EXERCISE DESCRIPTION: Where the word "branch" shows up in the entries below, please copy the whole line.

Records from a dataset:
:::::

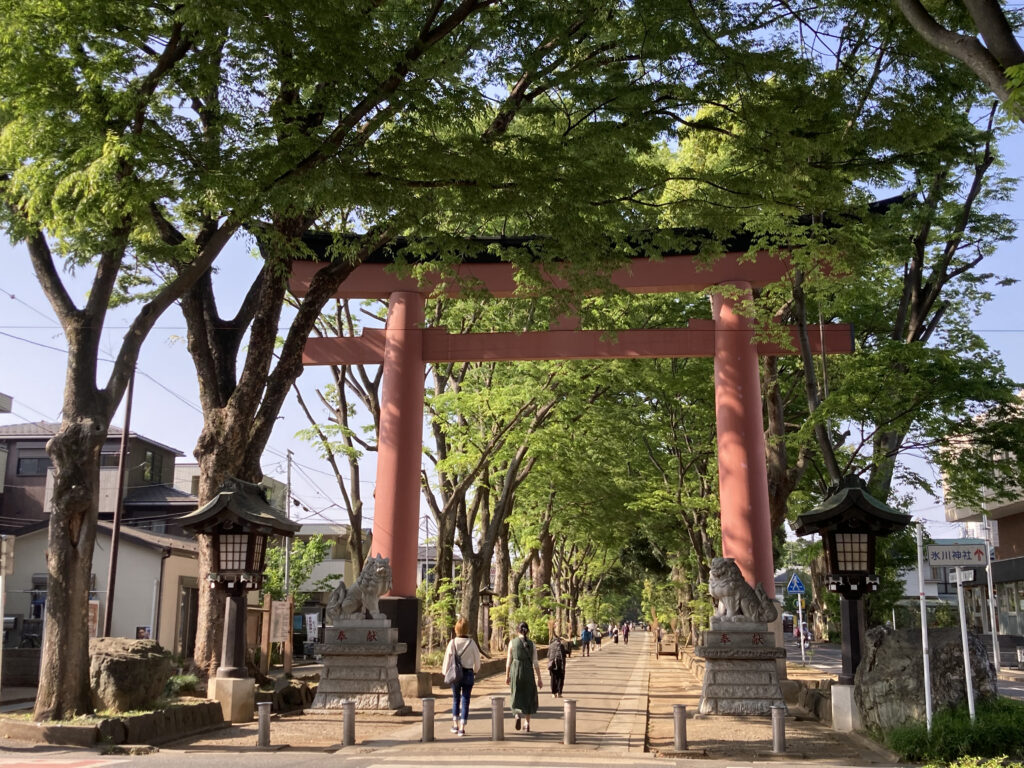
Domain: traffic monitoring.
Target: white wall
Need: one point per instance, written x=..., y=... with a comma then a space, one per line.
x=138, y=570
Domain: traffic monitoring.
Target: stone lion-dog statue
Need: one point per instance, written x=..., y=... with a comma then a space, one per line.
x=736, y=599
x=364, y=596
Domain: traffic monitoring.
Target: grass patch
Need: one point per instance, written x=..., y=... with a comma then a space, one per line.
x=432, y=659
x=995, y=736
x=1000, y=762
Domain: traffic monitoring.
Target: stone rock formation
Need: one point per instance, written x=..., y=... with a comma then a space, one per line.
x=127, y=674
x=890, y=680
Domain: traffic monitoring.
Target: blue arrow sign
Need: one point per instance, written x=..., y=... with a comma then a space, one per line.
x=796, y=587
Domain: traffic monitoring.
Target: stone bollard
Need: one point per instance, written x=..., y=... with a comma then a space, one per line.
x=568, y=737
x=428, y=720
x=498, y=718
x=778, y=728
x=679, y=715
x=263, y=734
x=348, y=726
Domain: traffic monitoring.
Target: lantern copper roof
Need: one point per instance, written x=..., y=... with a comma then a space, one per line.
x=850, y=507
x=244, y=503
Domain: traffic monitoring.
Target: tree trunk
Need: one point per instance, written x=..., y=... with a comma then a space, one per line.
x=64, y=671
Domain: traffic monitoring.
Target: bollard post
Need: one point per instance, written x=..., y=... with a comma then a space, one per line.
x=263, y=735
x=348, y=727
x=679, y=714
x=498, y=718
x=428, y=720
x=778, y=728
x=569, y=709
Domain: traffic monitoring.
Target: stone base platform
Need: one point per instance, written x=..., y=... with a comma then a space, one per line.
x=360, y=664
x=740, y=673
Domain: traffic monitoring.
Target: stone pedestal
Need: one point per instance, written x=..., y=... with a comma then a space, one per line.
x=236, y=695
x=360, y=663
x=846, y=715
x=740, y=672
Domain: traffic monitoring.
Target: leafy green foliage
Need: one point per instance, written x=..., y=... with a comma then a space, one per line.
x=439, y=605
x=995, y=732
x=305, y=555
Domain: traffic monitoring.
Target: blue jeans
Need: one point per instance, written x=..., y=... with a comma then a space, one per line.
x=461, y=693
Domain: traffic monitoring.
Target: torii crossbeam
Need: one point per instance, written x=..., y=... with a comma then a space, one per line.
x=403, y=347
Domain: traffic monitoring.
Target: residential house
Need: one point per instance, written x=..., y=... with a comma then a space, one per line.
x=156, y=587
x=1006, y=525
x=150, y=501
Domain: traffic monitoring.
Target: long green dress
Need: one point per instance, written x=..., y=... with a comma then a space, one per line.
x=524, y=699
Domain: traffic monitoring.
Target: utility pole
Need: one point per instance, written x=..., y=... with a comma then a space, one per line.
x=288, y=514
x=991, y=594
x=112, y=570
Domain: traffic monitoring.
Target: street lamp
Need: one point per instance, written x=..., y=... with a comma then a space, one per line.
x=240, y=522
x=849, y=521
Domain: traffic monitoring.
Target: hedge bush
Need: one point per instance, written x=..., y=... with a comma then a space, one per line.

:::::

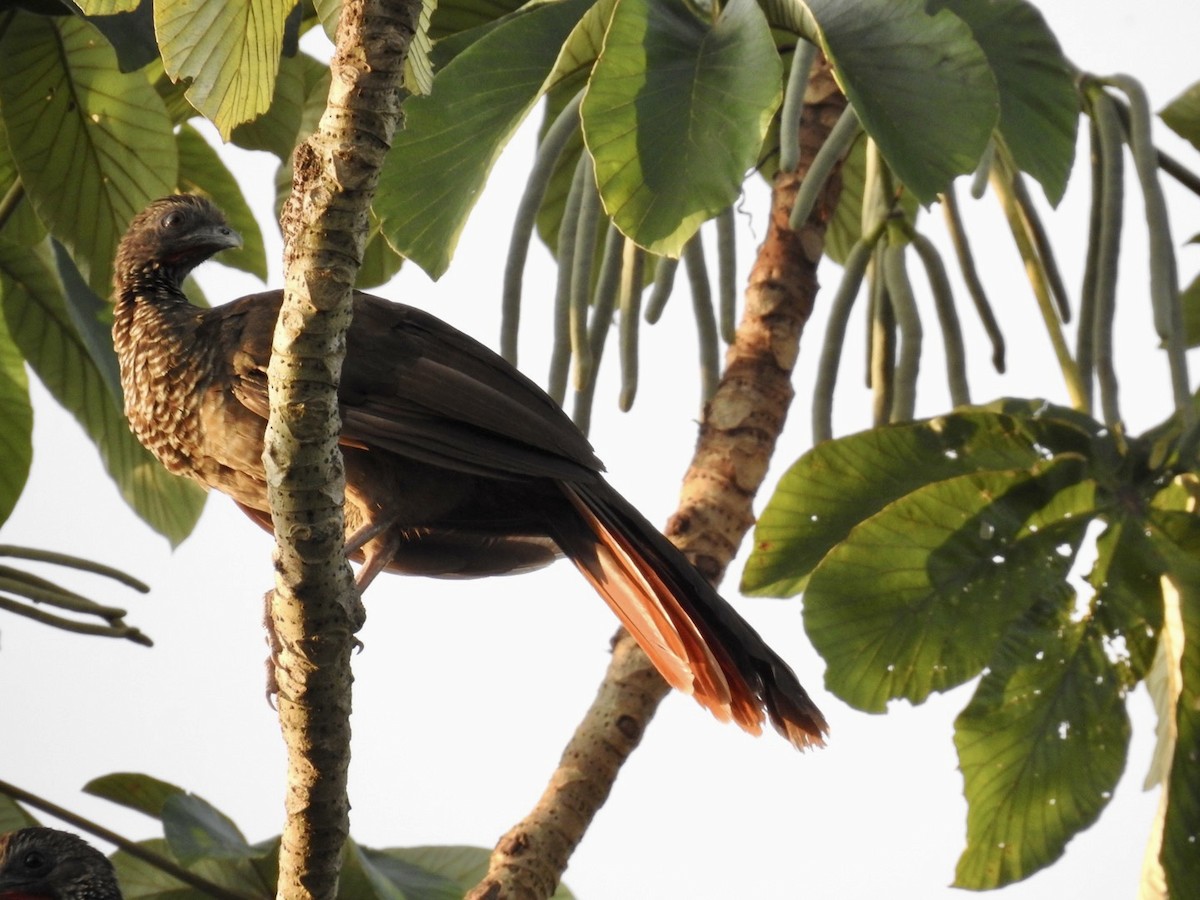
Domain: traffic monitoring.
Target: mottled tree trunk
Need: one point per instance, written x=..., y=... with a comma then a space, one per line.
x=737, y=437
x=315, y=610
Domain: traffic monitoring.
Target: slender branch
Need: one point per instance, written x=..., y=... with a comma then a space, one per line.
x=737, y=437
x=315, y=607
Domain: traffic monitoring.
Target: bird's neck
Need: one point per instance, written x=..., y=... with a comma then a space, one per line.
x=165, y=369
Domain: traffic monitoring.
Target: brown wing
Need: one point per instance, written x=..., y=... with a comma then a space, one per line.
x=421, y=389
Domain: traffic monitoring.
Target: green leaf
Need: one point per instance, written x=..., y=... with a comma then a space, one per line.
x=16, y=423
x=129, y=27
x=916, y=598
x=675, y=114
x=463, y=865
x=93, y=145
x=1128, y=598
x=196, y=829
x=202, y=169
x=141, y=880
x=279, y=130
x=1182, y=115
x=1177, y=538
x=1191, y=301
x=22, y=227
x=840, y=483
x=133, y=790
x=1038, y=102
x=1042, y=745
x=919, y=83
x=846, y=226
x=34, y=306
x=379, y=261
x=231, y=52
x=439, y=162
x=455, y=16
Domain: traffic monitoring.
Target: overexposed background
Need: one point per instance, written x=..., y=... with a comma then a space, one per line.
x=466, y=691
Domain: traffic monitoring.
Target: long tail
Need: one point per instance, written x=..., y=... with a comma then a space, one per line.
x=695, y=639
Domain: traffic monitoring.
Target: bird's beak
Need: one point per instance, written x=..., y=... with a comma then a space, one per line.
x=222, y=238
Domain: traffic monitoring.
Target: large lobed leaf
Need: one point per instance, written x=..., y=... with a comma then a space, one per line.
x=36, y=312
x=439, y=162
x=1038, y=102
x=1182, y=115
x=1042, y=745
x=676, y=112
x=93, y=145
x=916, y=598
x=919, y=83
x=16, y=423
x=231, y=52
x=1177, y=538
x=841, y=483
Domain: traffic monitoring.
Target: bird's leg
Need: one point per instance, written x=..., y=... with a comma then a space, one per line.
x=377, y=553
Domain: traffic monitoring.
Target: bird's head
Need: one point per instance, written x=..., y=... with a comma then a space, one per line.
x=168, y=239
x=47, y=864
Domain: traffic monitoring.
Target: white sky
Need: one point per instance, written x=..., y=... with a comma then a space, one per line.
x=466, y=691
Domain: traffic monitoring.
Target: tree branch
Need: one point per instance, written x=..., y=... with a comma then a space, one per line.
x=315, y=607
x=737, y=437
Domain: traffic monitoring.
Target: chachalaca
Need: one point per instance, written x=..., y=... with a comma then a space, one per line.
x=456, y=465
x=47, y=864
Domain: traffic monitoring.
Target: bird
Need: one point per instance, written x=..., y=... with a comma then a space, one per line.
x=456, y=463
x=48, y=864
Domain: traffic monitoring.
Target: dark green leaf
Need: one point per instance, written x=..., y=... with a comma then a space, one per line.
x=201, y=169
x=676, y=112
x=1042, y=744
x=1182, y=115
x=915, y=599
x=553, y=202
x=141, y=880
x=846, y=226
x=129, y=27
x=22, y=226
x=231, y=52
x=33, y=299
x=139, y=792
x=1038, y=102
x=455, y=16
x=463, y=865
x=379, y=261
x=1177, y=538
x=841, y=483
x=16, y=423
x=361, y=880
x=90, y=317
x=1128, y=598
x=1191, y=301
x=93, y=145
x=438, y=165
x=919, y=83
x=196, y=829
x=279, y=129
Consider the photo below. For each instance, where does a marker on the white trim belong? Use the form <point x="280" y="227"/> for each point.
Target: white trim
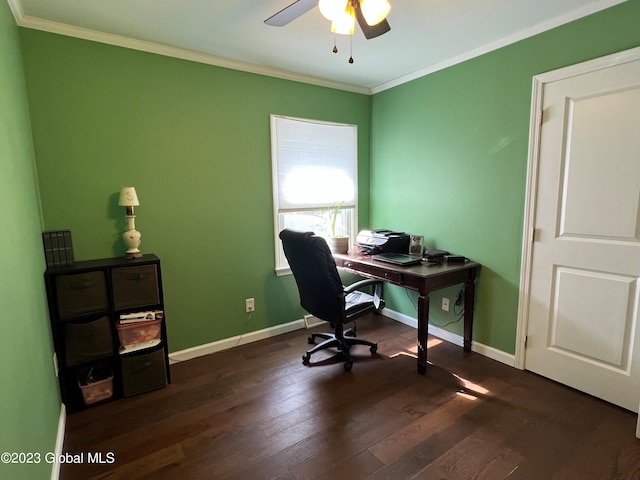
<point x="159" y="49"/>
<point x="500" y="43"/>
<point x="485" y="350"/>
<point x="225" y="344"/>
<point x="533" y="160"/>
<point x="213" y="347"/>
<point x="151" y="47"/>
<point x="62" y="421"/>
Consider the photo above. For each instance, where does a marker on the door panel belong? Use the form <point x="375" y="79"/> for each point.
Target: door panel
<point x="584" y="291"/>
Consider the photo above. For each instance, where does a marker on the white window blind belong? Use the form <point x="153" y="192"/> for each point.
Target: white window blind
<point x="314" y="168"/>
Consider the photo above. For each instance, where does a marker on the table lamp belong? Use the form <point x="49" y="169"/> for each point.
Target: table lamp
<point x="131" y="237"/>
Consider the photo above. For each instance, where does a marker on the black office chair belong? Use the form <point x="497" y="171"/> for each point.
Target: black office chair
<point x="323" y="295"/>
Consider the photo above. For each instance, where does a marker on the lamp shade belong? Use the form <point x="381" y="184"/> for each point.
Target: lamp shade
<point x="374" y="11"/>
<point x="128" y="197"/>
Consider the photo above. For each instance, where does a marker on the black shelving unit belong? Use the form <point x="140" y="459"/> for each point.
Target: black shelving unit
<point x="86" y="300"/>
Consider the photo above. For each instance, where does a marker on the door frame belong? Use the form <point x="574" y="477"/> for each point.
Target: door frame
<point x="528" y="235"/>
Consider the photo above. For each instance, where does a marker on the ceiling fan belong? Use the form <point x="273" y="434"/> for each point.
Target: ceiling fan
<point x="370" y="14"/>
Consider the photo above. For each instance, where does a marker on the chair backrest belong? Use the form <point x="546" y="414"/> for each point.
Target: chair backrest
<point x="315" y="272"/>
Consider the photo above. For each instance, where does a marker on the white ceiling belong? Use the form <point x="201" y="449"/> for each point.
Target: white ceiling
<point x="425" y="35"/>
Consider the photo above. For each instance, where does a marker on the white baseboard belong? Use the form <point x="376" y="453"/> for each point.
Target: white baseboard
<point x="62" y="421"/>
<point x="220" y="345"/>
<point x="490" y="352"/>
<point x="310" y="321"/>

:::::

RESPONSE TO THIS TASK:
Target: slender branch
Target: tree branch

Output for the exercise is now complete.